[Goals]
1: In the passage on New York in 1927, on what date and where is Harry Belafonte born?
2: Repeat word for word the part of the passage on New York in 1927 that begins at the words "Prohibition against the" and stops after "New York, 1913-1930.".

Prohibition against the legal sale of alcohol is still the law of the land in 1927, but smugglers, bootleggers, speakeasys, and home delivery services busily keep America’s thirst for a certain mind-altering substance quenched with great abandonment of moderation. Babe Ruth is one of the earliest supporters of illegal alcohol supply services in the winter of 1927 and he does what he can to keep the movement flowing.

Woolworth Bldg.: At 52 stories, the tallest building in New York, 1913-1930.

The Chrysler (1930) and Empire State (1931) Buildings are still only elegant dream salutes to skyscraping power in 1927. At this time,  the world’s first true scratcher of deep space blue remains the 52-story Woolworth Building, a position is has held as the world’s tallest building since 1913. New Yorkers are getting around town on street cars, subways, elevated trains, shoe leather, and that booming new brain baby of Mr. Henry Ford of Detroit, the Model A spontaneous combustion engine motor car. People smoke cigarettes, cigars, and pipes liked chimneys, and so do the dense belching industrial fire stacks of early 20th century American manufacturing, heating, and waste disposal by incineration. The air is bad, but the money is good, and the people are busy spending time, money, and energy on what makes them feel good – as opposed to exploring questions of what is good for them.

Nobody in New York worries about running out of money, oil, alcohol, nicotine, or good times. These are the 1920s’s, our apparently non-stop celebration of America’s successful venture into the war that ended all wars. The word “rehabilitation” has yet to be invented, but there is some talk of America’s need for moral “reformation.” To that notion, most New York  urbanites are saying, “”23 skidoo to you and the horse you rode in on. – Just take me out to the ballgame, but, since its wintertime, and not yet baseball season, a speakeasy will do.”

On March 1, 1927, a little boy by the name of Harry Belafonte is born in Harlem. Wonder if we shall ever hear from him again?

[Information provided]
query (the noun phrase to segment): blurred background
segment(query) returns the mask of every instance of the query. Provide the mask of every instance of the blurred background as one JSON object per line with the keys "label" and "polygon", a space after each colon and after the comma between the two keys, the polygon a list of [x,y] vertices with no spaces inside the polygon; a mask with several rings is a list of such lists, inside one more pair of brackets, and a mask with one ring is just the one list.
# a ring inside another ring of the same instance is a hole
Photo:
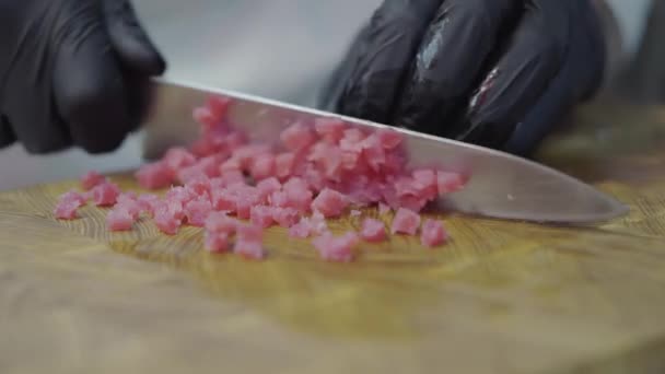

[Exercise solutions]
1: March 1, 1927, in Harlem.

2:
Prohibition against the legal sale of alcohol is still the law of the land in 1927, but smugglers, bootleggers, speakeasys, and home delivery services busily keep America’s thirst for a certain mind-altering substance quenched with great abandonment of moderation. Babe Ruth is one of the earliest supporters of illegal alcohol supply services in the winter of 1927 and he does what he can to keep the movement flowing.

Woolworth Bldg.: At 52 stories, the tallest building in New York, 1913-1930.